Stored data
□ □ □

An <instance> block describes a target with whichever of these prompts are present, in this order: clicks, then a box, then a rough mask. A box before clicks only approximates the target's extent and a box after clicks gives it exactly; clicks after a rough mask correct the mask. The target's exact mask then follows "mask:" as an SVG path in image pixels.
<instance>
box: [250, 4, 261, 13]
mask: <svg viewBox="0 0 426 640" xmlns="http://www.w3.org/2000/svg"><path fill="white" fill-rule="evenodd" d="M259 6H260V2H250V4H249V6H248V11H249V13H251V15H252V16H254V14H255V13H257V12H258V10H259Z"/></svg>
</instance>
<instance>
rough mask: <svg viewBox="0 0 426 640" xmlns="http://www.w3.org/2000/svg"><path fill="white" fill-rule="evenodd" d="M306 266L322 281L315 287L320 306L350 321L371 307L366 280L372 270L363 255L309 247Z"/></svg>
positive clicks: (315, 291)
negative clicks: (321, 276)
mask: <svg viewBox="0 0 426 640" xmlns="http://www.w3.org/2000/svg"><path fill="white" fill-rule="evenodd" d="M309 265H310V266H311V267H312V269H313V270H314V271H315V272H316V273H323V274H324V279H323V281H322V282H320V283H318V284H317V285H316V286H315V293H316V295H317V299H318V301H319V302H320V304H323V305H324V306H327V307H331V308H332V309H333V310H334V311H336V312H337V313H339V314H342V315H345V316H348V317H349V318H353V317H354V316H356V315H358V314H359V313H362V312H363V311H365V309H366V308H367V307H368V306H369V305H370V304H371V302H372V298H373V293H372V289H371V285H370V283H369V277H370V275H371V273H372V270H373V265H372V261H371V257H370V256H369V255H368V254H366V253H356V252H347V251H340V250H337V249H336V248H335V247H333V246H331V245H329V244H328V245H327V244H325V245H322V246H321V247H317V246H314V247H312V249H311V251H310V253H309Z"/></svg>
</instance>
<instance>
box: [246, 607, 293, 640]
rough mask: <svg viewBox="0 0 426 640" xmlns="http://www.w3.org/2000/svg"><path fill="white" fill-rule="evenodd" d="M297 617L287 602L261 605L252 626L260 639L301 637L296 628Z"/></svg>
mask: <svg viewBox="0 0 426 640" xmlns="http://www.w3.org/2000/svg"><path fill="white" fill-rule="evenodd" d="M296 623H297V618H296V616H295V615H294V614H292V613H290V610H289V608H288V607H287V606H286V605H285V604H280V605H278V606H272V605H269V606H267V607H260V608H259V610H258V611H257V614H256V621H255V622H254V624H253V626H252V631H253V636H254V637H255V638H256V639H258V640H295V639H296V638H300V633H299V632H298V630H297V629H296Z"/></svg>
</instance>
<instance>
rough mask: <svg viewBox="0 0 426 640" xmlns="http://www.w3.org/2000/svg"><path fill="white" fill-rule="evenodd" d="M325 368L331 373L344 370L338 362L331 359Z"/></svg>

□ □ □

● **WHAT THE EXERCISE ASKS**: Begin at the first line of the records above and restate each line word for word, stopping after the line with "positive clicks: (315, 291)".

● **OUTPUT FOR THIS EXERCISE**:
An <instance> block describes a target with whichever of these prompts are present, in this order: clicks, then a box, then a rough mask. A box before clicks only approximates the target's extent and a box after clicks gives it exactly; clicks after a rough mask correct the mask. The target's exact mask then follows "mask:" as an SVG path in image pixels.
<instance>
box: [250, 4, 261, 13]
mask: <svg viewBox="0 0 426 640" xmlns="http://www.w3.org/2000/svg"><path fill="white" fill-rule="evenodd" d="M259 6H260V2H250V4H249V6H248V11H249V13H251V15H252V16H254V14H255V13H257V12H258V10H259Z"/></svg>
</instance>
<instance>
rough mask: <svg viewBox="0 0 426 640" xmlns="http://www.w3.org/2000/svg"><path fill="white" fill-rule="evenodd" d="M306 266L322 281L315 287L320 306L350 321L371 307L366 280L372 270L363 255L309 247Z"/></svg>
positive clicks: (315, 291)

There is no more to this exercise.